How to complete this task:
Output the whole listing below exactly, omitting the images.
Records for the exercise Block Start
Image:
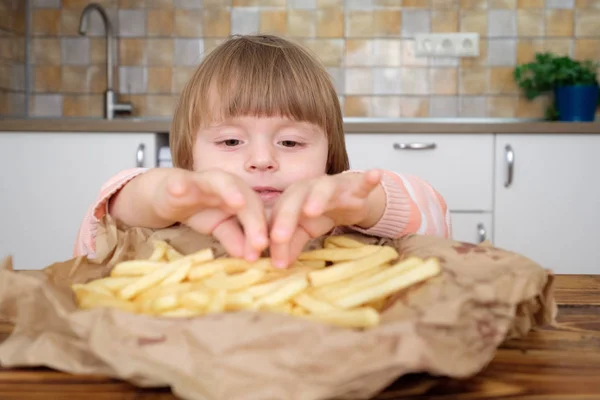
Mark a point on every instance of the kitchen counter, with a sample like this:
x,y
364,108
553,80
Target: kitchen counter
x,y
351,125
559,362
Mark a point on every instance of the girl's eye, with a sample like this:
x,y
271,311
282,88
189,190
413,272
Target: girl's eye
x,y
230,142
289,143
Records for the exercise Block End
Exercise answer:
Image:
Mark a point on every instance of the kitchen counter, with a sample like this:
x,y
364,108
553,80
Target: kitchen counter
x,y
351,125
559,362
Mark a point on every instance of the girl's eye, with a sample like this:
x,y
271,311
282,88
189,190
413,272
Target: girl's eye
x,y
230,142
289,143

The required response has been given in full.